**EXERCISE INSTRUCTIONS**
Reproduce, word for word, everything from the line containing "Q: Spot the pointed" down to the line containing "[145,42,268,435]" in the rows below, including both of those lines and nothing else.

**RECORDS FOR THIS TASK**
····················
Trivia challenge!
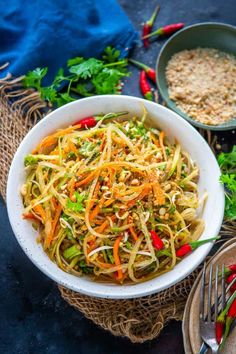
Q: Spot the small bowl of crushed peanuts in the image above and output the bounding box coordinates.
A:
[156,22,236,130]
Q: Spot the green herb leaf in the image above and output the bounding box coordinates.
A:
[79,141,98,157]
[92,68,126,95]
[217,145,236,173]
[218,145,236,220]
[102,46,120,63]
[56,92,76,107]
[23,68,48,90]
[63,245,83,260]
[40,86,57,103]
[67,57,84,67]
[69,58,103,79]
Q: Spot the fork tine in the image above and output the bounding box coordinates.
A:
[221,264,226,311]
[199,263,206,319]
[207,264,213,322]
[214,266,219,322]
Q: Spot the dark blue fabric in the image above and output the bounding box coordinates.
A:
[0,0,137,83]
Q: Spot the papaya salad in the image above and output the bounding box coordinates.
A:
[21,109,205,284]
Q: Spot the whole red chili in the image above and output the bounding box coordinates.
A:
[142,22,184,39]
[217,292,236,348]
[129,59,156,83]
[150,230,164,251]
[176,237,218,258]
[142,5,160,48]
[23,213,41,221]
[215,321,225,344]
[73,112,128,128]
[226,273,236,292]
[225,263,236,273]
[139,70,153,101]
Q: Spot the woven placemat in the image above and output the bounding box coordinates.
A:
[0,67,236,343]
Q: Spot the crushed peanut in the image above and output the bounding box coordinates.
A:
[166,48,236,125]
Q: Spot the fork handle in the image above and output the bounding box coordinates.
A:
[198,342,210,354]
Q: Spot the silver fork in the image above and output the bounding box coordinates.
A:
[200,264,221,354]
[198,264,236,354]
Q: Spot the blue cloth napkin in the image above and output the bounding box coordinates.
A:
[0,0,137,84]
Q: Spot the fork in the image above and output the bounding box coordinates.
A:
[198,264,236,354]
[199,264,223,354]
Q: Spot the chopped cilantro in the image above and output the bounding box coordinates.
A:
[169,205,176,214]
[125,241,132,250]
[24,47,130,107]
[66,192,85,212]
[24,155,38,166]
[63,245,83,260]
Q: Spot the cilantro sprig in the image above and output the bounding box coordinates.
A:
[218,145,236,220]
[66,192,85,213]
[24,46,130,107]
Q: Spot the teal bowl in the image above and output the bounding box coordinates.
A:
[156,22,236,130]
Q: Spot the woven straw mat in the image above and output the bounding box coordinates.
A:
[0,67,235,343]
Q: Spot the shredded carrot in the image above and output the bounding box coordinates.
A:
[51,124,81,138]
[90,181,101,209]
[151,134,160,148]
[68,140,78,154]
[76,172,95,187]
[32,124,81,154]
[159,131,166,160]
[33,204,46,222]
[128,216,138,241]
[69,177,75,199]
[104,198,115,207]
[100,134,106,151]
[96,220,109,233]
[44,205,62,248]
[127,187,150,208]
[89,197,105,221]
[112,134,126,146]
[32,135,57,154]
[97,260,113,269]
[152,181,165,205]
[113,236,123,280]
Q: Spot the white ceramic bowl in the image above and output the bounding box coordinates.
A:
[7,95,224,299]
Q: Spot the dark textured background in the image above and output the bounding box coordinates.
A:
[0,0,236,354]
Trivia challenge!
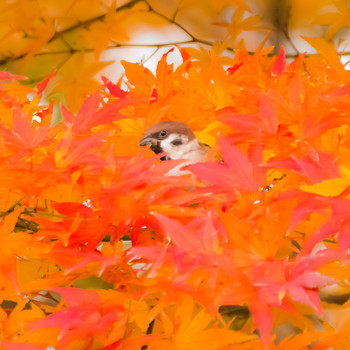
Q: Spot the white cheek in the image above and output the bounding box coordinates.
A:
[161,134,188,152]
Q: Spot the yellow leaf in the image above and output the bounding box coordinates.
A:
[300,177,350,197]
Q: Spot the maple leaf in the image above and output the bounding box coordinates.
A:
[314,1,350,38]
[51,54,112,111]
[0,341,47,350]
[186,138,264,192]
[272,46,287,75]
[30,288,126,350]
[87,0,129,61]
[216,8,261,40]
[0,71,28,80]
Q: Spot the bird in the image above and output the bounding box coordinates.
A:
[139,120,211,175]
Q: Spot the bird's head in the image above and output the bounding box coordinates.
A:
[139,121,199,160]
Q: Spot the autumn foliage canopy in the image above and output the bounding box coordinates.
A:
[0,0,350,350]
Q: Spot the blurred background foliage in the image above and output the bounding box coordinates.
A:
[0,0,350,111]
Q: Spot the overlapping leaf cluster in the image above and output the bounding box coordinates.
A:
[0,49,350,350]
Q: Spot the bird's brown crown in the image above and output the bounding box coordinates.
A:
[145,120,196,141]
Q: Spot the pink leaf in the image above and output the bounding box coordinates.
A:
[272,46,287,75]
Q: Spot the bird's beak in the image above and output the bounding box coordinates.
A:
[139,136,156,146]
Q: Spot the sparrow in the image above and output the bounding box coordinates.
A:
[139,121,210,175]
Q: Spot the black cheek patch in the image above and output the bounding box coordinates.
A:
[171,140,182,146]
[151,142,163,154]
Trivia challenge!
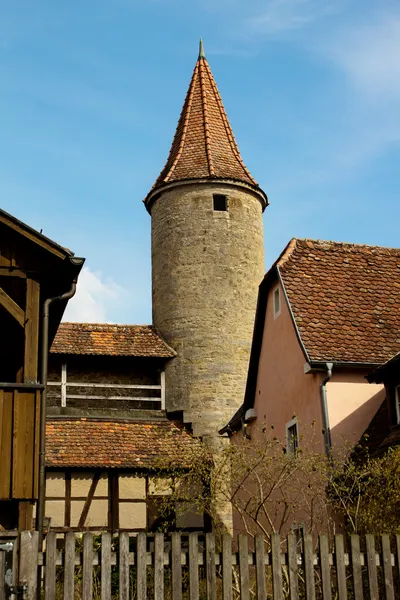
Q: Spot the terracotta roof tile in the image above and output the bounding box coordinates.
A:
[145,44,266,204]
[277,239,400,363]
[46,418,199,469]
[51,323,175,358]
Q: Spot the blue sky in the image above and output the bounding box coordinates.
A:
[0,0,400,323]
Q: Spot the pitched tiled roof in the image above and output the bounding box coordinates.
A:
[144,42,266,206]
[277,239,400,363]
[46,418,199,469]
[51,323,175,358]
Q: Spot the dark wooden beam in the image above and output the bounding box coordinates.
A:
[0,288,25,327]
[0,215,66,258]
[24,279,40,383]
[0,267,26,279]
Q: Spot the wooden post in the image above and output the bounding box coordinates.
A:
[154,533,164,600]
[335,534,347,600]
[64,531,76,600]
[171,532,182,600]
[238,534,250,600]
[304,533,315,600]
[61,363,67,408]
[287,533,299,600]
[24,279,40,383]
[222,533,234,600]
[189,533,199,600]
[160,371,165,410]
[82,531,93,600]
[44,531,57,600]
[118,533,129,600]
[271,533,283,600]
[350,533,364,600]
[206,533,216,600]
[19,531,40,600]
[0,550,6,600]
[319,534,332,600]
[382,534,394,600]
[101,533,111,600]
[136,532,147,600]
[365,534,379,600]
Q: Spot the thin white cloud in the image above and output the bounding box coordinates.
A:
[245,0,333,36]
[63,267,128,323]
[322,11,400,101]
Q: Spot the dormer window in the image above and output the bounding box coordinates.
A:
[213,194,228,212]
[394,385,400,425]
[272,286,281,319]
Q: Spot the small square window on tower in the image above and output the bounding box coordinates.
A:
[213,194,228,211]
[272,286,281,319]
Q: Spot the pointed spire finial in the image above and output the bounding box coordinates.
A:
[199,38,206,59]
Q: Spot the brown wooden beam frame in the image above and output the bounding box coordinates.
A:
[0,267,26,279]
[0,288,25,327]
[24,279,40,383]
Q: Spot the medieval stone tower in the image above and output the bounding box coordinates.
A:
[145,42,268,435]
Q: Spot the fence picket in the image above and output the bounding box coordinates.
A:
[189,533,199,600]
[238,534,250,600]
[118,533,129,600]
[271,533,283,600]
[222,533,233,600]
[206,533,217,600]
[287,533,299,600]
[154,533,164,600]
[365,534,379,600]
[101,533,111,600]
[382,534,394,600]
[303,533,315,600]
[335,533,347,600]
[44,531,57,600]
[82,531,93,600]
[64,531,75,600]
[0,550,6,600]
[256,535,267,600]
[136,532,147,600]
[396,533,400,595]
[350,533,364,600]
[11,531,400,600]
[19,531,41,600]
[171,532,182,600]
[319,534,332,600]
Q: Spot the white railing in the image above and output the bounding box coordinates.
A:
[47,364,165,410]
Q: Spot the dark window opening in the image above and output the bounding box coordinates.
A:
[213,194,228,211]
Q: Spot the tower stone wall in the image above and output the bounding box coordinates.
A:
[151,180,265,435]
····················
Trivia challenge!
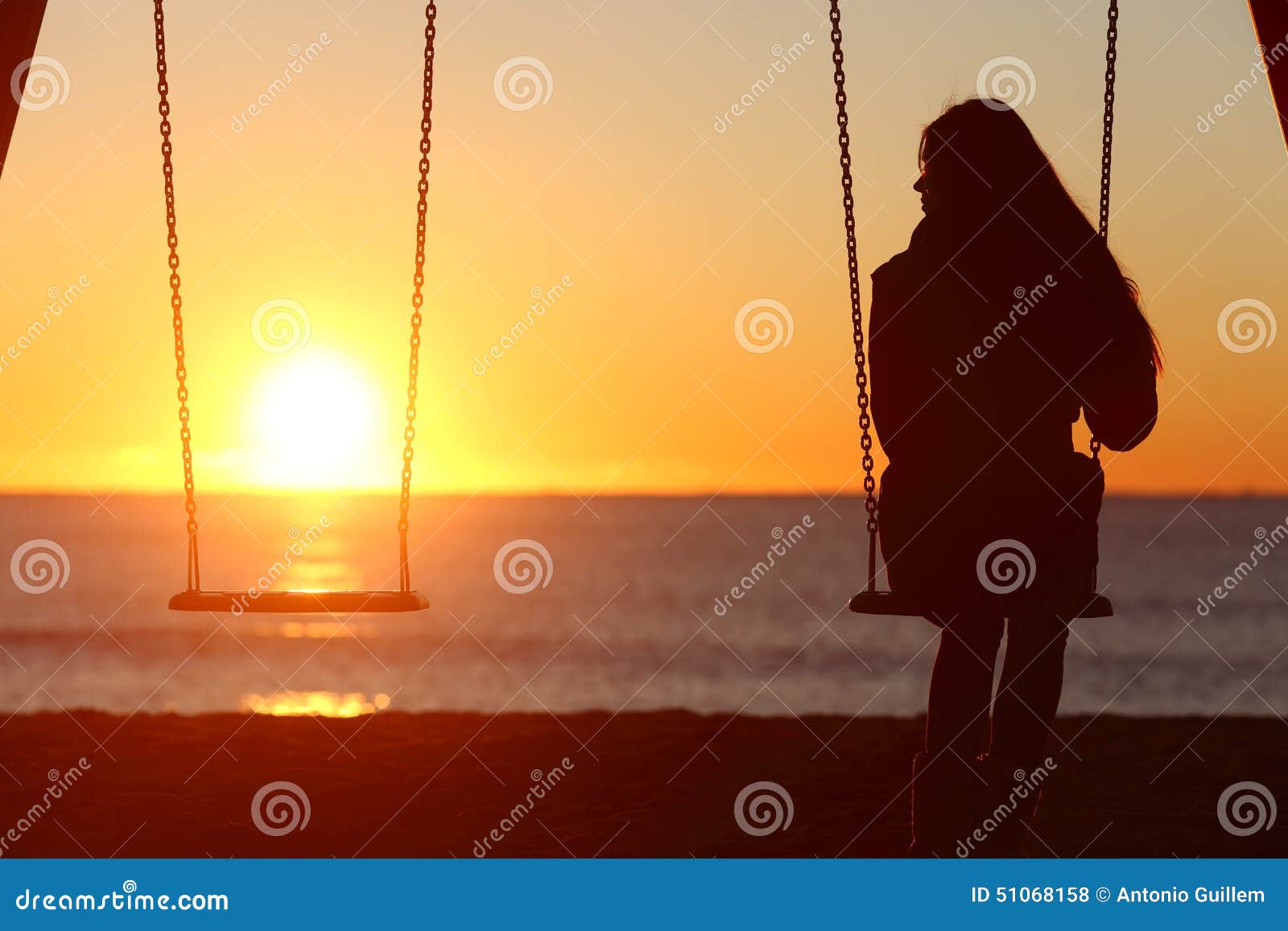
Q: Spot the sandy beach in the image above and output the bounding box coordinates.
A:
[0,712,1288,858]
····················
**SOLVED PROBLEM**
Q: Spot the pointed spire finial in the image above and output the bounding box coordinates.
A:
[199,38,206,59]
Q: Spot the brown wooden beam frame in the image above and output the bounding box coordinates.
A:
[0,267,26,279]
[0,288,25,327]
[24,279,40,383]
Q: Spot the medieval stone tower in the image above and output the bounding box coordinates.
A:
[145,42,268,435]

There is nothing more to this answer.